Literasi Membuka Peluang Perbaikan Ekonomi
Budaya literasi yang kuat berkorelasi dengan perbaikan tingkat pendapatan dan IPM yang tinggi.
Keberhasilan perekonomian suatu negara tidak hanya bergantung pada kinerja indikator-indikator pembentuknya. Lebih mendasar, literasi turut menentukan dan menjadi peluang kemajuan ekonomi.
Dalam teori ekonomi yang umum digunakan saat ini, manusia atau tenaga kerja menjadi salah satu faktor produksi untuk menghasilkan output selain faktor modal. Secara keseluruhan, output tersebut tercatat sebagai produk domestik bruto (PDB).
Itu sebabnya Adam Smith, Bapak Ekonomi Dunia, dalam bukunya, The Wealth of Nations, merumuskan pemikirannya mengenai output sebagai sebuah fungsi matematis dari kapital dan tenaga kerja.
Teori tersebut menunjukkan, manusia itu sendiri juga merupakan modal perekonomian suatu negara. Meski demikian, modal manusia harus memiliki pengetahuan dan keterampilan yang mumpuni.
Kehadiran masyarakat yang berpengetahuan ini merupakan suatu tatanan masyarakat yang memiliki budaya literasi. Literasi dikenal sebagai kemampuan membaca dan menulis serta pengetahuan dalam bidang tertentu. Kemampuan individu dalam mengolah informasi dan pengetahuan untuk kecakapan hidup juga merupakan bagian dari literasi.

DATA

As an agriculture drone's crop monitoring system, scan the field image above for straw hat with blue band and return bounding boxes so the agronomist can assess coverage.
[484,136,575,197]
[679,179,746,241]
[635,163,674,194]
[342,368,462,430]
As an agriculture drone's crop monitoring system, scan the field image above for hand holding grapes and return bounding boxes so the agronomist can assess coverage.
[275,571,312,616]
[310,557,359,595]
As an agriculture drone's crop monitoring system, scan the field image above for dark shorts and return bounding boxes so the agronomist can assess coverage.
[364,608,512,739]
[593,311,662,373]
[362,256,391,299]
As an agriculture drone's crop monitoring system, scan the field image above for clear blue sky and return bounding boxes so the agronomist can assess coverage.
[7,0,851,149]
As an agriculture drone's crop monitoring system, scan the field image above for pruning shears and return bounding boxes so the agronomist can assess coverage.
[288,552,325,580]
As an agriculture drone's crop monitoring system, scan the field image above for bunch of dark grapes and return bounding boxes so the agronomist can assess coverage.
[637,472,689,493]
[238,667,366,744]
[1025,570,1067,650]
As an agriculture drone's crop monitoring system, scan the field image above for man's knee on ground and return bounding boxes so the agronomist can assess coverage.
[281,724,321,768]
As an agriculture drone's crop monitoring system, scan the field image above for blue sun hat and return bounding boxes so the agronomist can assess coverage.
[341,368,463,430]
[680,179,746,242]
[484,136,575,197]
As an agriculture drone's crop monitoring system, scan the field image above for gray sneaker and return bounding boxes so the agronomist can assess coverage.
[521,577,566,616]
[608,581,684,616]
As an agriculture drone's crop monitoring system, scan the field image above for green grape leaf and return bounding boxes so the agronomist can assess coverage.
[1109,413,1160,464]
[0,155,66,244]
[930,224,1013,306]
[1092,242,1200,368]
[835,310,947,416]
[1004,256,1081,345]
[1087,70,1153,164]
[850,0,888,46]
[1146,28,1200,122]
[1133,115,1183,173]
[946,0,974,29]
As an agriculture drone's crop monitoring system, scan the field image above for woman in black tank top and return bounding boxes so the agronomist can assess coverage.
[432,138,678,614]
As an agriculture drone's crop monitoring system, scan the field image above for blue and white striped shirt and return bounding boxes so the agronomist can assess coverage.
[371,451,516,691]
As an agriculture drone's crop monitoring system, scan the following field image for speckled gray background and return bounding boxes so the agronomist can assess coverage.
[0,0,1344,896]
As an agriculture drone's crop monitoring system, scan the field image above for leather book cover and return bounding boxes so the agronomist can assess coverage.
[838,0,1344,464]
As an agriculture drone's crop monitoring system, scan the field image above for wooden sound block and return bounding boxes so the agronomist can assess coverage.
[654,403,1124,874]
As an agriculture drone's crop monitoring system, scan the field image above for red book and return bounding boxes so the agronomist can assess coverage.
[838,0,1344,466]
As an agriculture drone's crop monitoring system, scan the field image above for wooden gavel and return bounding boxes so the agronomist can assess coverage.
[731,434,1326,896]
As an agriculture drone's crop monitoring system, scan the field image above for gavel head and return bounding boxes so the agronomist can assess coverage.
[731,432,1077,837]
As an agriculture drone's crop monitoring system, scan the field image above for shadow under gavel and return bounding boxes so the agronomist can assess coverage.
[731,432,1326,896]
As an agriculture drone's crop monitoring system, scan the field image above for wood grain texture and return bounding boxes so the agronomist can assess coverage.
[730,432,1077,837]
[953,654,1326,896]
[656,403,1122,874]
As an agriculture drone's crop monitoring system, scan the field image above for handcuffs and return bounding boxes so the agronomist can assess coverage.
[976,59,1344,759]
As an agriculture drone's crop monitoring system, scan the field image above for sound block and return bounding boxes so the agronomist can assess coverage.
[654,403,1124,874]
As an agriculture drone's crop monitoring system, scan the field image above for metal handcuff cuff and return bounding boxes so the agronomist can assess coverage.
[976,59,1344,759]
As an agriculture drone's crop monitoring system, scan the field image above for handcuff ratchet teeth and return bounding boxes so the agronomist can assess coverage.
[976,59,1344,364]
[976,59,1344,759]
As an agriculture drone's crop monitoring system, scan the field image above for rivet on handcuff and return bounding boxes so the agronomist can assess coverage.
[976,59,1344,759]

TUGAS ANDA
[A] Dalam teks tentang literasi dan ekonomi, apa judul buku karya Adam Smith yang disebutkan?
[B] Ringkaslah teks tentang literasi dan ekonomi dalam dua kalimat.
[C] Tentukan apakah setiap pernyataan berikut sesuai dengan teks tentang literasi dan ekonomi. Jawab ya atau tidak, lalu kutip kata-kata dari teks yang menjadi dasar jawaban.
(i) Output secara keseluruhan tercatat sebagai produk domestik bruto.
(ii) Keberhasilan perekonomian suatu negara hanya bergantung pada kinerja indikator-indikator pembentuknya.
(iii) Literasi hanya mencakup kemampuan membaca dan menulis.

KUNCI JAWABAN
[A] The Wealth of Nations.

[B] Keberhasilan ekonomi suatu negara tidak hanya bergantung pada indikator pembentuknya, sebab literasi turut menentukan kemajuan ekonomi, dan budaya literasi yang kuat berkorelasi dengan perbaikan pendapatan serta IPM yang tinggi. Manusia merupakan faktor produksi sekaligus modal perekonomian yang harus memiliki pengetahuan dan keterampilan mumpuni, dan masyarakat yang berpengetahuan seperti itu adalah masyarakat yang memiliki budaya literasi.

[C]
(i) Ya: "Secara keseluruhan, output tersebut tercatat sebagai produk domestik bruto (PDB)."
(ii) Tidak: "Keberhasilan perekonomian suatu negara tidak hanya bergantung pada kinerja indikator-indikator pembentuknya."
(iii) Tidak: "Kemampuan individu dalam mengolah informasi dan pengetahuan untuk kecakapan hidup juga merupakan bagian dari literasi."